▶ Exercise A: Using the Jordan sneaker scraping code, say whether each statement agrees with it: (i) the scraping function tries 5 pages by default; (ii) the model list includes an Air Jordan 11 Concord from 1995; (iii) the scraper takes the sell dates straight from the eBay listings. For each, answer yes or no and quote the deciding words of the code.
▶ Exercise B: Extend the Jordan sneaker scraping code from where it stops.

[begin Quoted text]

In [18]:
import time
import random
import re
import pandas as pd
import numpy as np
from datetime import timedelta, datetime
from selenium import webdriver
from selenium.webdriver.chrome.service import Service
from selenium.webdriver.common.by import By
from selenium.webdriver.chrome.options import Options
from bs4 import BeautifulSoup

##################################
# 1. Define 20 Iconic Jordan Models
##################################
JORDAN_MODELS_20 = [
    "Air Jordan 1 Bred 1985",
    "Air Jordan 1 Chicago 1985",
    "Air Jordan 2 OG 1986",
    "Air Jordan 3 Black Cement 1988",
    "Air Jordan 4 Fire Red 1989",
    "Air Jordan 5 Grape 1990",
    "Air Jordan 6 Infrared 1991",
    "Air Jordan 7 Olympic 1992",
    "Air Jordan 8 Aqua 1993",
    "Air Jordan 9 Space Jam 1994",
    "Air Jordan 10 Steel 1994",
    "Air Jordan 11 Concord 1995",
    "Air Jordan 12 Flu Game 1997",
    "Air Jordan 13 Bred 1998",
    "Air Jordan 14 Last Shot 1999",
    "Air Jordan 1 Retro Chicago 2013",
    "Air Jordan 3 Retro Black Cement 2011",
    "Air Jordan 4 Retro Bred 2019",
    "Air Jordan 5 Retro Raging Bull",
    "Air Jordan 6 Travis Scott"
]

##################################
# 2. Scraping Function
##################################
def scrape_jordan_listings_selenium(query, pages_to_try=5, needed=90, headless=True):
    """
    Scrapes eBay completed/sold listings for a given query until at least needed
    results are collected or pages_to_try pages have been attempted.
    
    Returns a list of dicts with keys:
      'model', 'title', 'price', 'link', 'authenticity', 'sell_date'
    
    Note: We'll scrape the price and other details, but later we will fabricate sell dates.
    """
    base_url = (
        "https://www.ebay.com/sch/i.html?_nkw={query}&LH_Complete=1&LH_Sold=1&_pgn={page}"
    )
    results = []
    
    # Configure Selenium
    options = Options()
    if headless:
        options.add_argument("--headless")
    options.add_argument("--no-sandbox")
    options.add_argument("--disable-dev-shm-usage")

[end Quoted text]
[begin Record extracts]

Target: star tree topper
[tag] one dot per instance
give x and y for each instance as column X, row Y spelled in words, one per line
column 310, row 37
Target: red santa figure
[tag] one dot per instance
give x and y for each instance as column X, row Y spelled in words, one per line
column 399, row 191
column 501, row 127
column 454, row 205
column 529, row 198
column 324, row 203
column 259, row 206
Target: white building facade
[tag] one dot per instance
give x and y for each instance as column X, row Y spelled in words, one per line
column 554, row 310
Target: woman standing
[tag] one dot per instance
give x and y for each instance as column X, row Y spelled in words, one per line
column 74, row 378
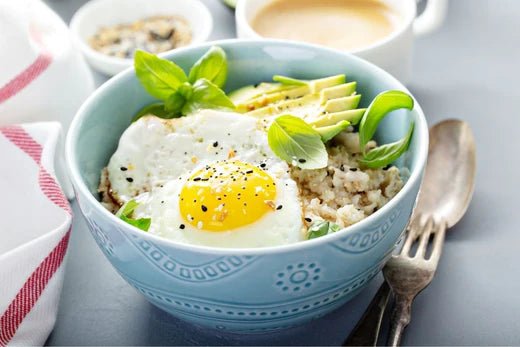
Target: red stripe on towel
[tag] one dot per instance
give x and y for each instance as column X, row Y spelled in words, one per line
column 33, row 287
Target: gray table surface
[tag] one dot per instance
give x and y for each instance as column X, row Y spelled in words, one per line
column 469, row 70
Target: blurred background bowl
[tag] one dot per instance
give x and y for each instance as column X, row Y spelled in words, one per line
column 245, row 290
column 96, row 14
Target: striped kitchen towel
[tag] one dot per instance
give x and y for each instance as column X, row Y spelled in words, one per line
column 35, row 219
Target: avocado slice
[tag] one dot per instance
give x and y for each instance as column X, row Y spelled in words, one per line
column 342, row 104
column 300, row 107
column 308, row 106
column 352, row 116
column 341, row 90
column 251, row 98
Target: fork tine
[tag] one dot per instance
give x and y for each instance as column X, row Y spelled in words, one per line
column 438, row 241
column 424, row 238
column 410, row 236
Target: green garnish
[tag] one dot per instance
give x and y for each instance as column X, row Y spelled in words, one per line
column 181, row 94
column 327, row 133
column 296, row 142
column 321, row 228
column 386, row 154
column 383, row 104
column 160, row 77
column 126, row 212
column 212, row 66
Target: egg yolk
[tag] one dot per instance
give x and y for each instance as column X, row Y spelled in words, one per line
column 227, row 195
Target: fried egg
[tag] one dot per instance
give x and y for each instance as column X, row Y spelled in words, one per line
column 207, row 179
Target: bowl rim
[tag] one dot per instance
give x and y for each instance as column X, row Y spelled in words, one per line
column 86, row 11
column 416, row 174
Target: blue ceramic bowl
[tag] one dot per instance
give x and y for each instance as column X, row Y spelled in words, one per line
column 244, row 290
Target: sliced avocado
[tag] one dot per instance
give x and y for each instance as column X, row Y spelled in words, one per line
column 338, row 91
column 322, row 83
column 272, row 97
column 300, row 107
column 247, row 99
column 329, row 132
column 342, row 104
column 353, row 116
column 248, row 92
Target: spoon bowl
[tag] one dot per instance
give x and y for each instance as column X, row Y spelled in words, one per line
column 447, row 189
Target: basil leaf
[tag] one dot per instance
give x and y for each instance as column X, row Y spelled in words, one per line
column 206, row 95
column 175, row 103
column 383, row 104
column 327, row 133
column 321, row 228
column 296, row 142
column 156, row 109
column 211, row 66
column 160, row 77
column 125, row 213
column 141, row 223
column 289, row 81
column 386, row 154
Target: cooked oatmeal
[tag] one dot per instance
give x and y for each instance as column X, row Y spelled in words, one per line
column 153, row 34
column 342, row 192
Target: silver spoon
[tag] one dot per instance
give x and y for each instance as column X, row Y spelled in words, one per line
column 445, row 195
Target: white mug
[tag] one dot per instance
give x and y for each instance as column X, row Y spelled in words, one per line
column 393, row 53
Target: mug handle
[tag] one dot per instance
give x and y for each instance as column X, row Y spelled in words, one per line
column 432, row 17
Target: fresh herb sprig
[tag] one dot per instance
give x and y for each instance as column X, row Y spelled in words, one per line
column 126, row 212
column 182, row 94
column 383, row 104
column 302, row 144
column 321, row 228
column 299, row 143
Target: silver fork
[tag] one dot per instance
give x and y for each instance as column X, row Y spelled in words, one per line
column 408, row 274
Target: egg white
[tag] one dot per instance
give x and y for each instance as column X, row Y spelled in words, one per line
column 158, row 156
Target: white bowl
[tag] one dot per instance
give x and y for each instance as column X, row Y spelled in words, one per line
column 101, row 13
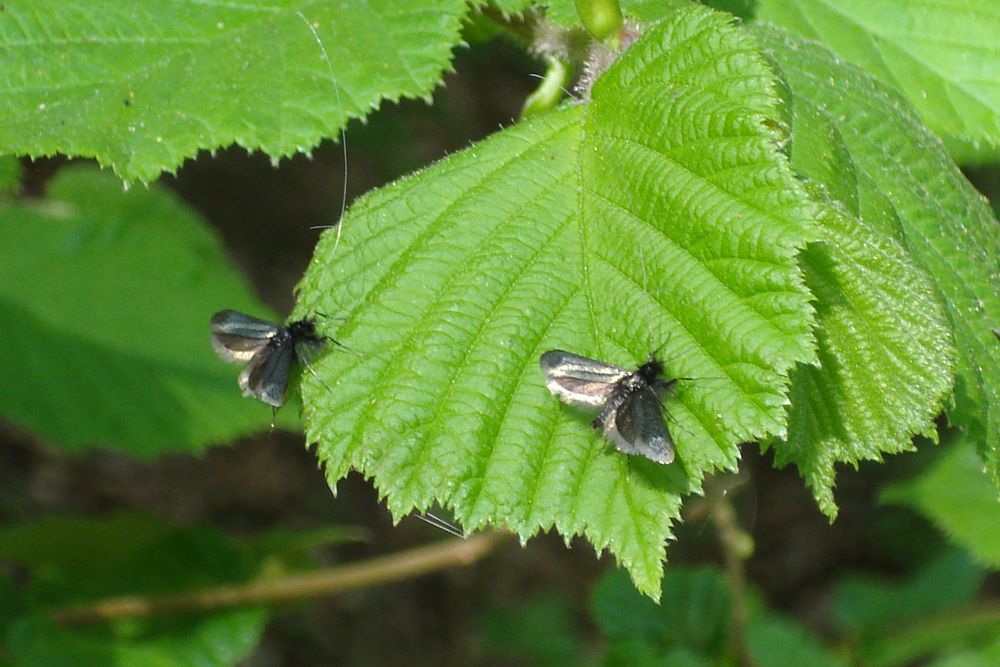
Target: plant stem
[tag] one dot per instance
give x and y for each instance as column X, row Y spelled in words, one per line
column 736, row 547
column 411, row 563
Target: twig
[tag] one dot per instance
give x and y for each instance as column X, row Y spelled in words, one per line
column 736, row 547
column 407, row 564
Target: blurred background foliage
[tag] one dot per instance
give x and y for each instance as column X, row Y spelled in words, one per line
column 905, row 576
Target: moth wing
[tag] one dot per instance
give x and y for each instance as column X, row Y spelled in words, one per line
column 578, row 380
column 638, row 428
column 266, row 376
column 238, row 337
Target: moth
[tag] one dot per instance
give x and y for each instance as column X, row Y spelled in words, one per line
column 631, row 412
column 269, row 350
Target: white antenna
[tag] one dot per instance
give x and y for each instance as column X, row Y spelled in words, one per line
column 442, row 524
column 343, row 128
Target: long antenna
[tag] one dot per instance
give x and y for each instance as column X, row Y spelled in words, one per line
column 343, row 127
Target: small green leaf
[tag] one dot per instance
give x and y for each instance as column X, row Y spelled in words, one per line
column 659, row 213
column 956, row 496
column 540, row 632
column 906, row 187
column 942, row 54
column 106, row 297
column 144, row 86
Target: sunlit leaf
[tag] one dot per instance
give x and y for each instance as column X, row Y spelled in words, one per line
column 142, row 86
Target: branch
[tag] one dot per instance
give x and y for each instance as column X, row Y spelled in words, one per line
column 404, row 565
column 736, row 547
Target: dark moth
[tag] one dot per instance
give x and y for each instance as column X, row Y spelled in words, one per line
column 631, row 412
column 268, row 350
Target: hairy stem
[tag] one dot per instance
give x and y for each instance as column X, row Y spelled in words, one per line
column 411, row 563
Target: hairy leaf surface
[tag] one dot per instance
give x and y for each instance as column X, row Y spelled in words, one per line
column 958, row 499
column 142, row 86
column 897, row 178
column 660, row 215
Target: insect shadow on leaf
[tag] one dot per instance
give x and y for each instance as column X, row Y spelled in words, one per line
column 269, row 351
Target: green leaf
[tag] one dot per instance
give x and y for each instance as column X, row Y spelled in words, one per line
column 144, row 86
column 942, row 54
column 72, row 559
column 106, row 297
column 661, row 212
column 908, row 188
column 218, row 640
column 563, row 12
column 956, row 496
column 871, row 605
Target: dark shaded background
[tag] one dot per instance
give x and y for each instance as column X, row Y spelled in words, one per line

[end Record extracts]

▶ Task answer A:
(i) Yes: "pages_to_try=5"
(ii) Yes: "Air Jordan 11 Concord 1995"
(iii) No: "later we will fabricate sell dates"

▶ Task answer B:
    
    CHROMEDRIVER_PATH = "/Users/ayushmajumdar/drivers/chromedriver"  # adjust if needed
    service = Service(CHROMEDRIVER_PATH)
    driver = webdriver.Chrome(service=service, options=options)
    
    try:
        page_num = 1
        while page_num <= pages_to_try and len(results) < needed:
            full_url = base_url.format(query=query.replace(" ", "+"), page=page_num)
            driver.get(full_url)
            time.sleep(random.uniform(4, 7))  # allow page to load
            
            html = driver.page_source
            soup = BeautifulSoup(html, "html.parser")
            items = soup.select("li.s-item")
            
            for item in items:
                # Extract title
                title_el = item.select_one(".s-item__title")
                title_text = title_el.get_text(strip=True) if title_el else ""
                if "Shop on eBay" in title_text:
                    continue
                BLOCKLIST_WORDS = ["keychain", "toy", "mini", "cleat", "mcs", "block", "lego", "custom"]
                if any(word in title_text.lower() for word in BLOCKLIST_WORDS):
                    continue
                
                # Extract price
                price_el = item.select_one(".s-item__price")
                price_text = price_el.get_text(strip=True) if price_el else "N/A"
                
                # Extract link
                link_el = item.select_one("a.s-item__link")
                link_url = link_el["href"] if link_el else None
                
                # Extract authenticity badge
                auth_el = item.select_one(".s-item__etrs-badge, .s-item__authEnforced")
                authenticity_text = auth_el.get_text(strip=True) if auth_el else ""
                
                # For sell_date, we will not rely on scraping.
                # Instead, we leave it empty now and will fabricate it later.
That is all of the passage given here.